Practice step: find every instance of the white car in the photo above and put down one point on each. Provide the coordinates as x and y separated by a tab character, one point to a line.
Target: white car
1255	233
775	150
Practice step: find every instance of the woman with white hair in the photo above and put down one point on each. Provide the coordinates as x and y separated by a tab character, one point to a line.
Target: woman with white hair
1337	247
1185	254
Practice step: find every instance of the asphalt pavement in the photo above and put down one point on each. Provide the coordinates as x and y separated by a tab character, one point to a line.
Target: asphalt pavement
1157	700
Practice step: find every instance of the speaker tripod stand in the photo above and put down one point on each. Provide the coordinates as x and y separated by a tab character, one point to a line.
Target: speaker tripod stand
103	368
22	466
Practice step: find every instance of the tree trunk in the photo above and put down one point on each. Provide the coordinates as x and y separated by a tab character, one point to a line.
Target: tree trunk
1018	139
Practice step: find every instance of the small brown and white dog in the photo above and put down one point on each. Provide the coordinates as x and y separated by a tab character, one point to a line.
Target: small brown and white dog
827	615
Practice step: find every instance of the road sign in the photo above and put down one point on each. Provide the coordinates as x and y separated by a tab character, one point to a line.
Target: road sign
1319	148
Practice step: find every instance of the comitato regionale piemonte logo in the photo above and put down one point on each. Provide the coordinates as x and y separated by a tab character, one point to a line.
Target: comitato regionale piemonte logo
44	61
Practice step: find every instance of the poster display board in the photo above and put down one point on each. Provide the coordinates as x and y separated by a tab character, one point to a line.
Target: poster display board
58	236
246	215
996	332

* [TASK PROMPT]: Repeat, without change, each line of the data above from the one that contains "Practice step: find every instance of the woman" through the final line, counting both.

* [EXPECTED ANSWER]:
Practice step: find every instance of the woman with white hair in the photo above and put down one point on each. Provide the coordinates as x and y separated by a tab character, one point to a line.
Target: woman with white hair
1337	247
1185	254
Practice step: find every instance of the asphalt pavement in the photo above and put down one point on each. Provide the coordinates as x and y separated by a tab character, one point to a line.
Target: asphalt pavement
1157	700
Practice step: find every instance of the speaker tripod stand in the photo above and put down one point on each. Provide the coordinates as x and y separated by a tab character, one point to a line.
Target: speaker tripod stand
103	368
22	466
Practice step: find every instance of the tree trunk in the photo above and put down one point on each. Provide the coordinates as x and y separated by a tab character, one point to a line.
Target: tree trunk
1018	139
Practice step: find every instance of the small brown and white dog in the photo above and put down one point on each. Provide the coordinates as x and y separated by a tab character, one point to a line.
Target: small brown and white dog
827	615
Practice step: find every instance of the road sign in the photo above and put down one point on each. Provide the coordinates as x and y separated by a tab character, one point to a line.
Target: road sign
1319	148
Practice step: find every instance of the comitato regionale piemonte logo in the photo above and put down one point on each. Provide the coordinates as x and y separated by a tab character, one point to a line.
Target: comitato regionale piemonte logo
44	61
Practice step: find every instance of the poster display board in the photo above and put down one point on each. Provide the coordinates as x and y separated by a tab character, one point to a line.
Target: poster display board
58	236
246	215
996	332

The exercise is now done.